### To do
Please condense the paragraph of the passage about VECA airline that begins "VECA’s first flights were made" into a short bulleted list that keeps its main facts.

### Passage to read
>> start

A questionnaire was sent by email for this work, but there was no answer at the end of this edition.
From flying high to ruin
Molina Castrillón arrived to VECA airline in 2015, according to documentation on the Commerce Register of El Salvador. The company was created in 2013, although formally initiated activities at the end of 2014. It was officially presented in April 08th, 2015 in an act to which attended high officials of the economic cabinet and Merino himself in representation of Albapes. Only 24 months later, the company declared its bankruptcy. At the moment of the bankruptcy declaration, the leader of FMLN was already presented, baldly, as a commercial advisor of the company.
None of the former employees forgets the role of Merino, but Molina Castrillón is remembered more diffusely. “We never met him in person. Some of us only listened about him as a directive living in Miami”, said one of the sources consulted that did not want to have his name published because he is still waiting for VECA to pay owed salaries since 2017 bankruptcy.
A Molina Castrillón sister in law, María Eugenia Clautier Laínez, also had responsibilities on the airline. She occupied the function of sole alternate administrator of the company till august 2016, a function to which she quit then. Her presence is not remembered by the workers.
VECA’s story has not stopped generating attention due to the destination of the millions of dollars invested on the project and to the fact that even the liabilities of more than 200 workers have not been honored. Chavismo INC. contacted some of these former airline employees, who assured that till august this year they are still waiting for a payment of their salaries and compensations. Several even give the money for lost.
When its existence was public, forecasts were promissory. Edgar Hasbún, the first executive president of the company, declared to El Diario de Hoy in October 2013, that the initial investment to create the company was USD $100 million, all of it from “own capital” and that it was obtained “through a fund created by foreign and local investors”, from which Hasbún did not reveal any names. After Hasbún, the presidency moved to the Venezuelan German Campos, an university teacher, with public profile in his country for having been director of a public opinion study firm. Later, names like Molina Castrillón and Durán appeared.
VECA’s first flights were made with rented airplanes, two Airbus 319. Their distances were short. All of them within central America and its prices were the lowest of the market then, between USD $150 and 250. That transformed it in a difficult competitor for bigger airlines and with longer distances, normally criticized for having too high rates.

>> end

### Available data
>> start

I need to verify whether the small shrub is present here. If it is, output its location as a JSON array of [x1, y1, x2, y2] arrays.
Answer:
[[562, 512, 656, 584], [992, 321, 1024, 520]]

>> end

### Solution to this task
- VECA's first flights used two rented Airbus 319 airplanes.
- All routes were short and stayed within Central America.
- Fares ranged from USD $150 to $250, the lowest on the market at the time.
- This made VECA a tough competitor for bigger, longer-distance airlines, which were usually criticized for charging too much.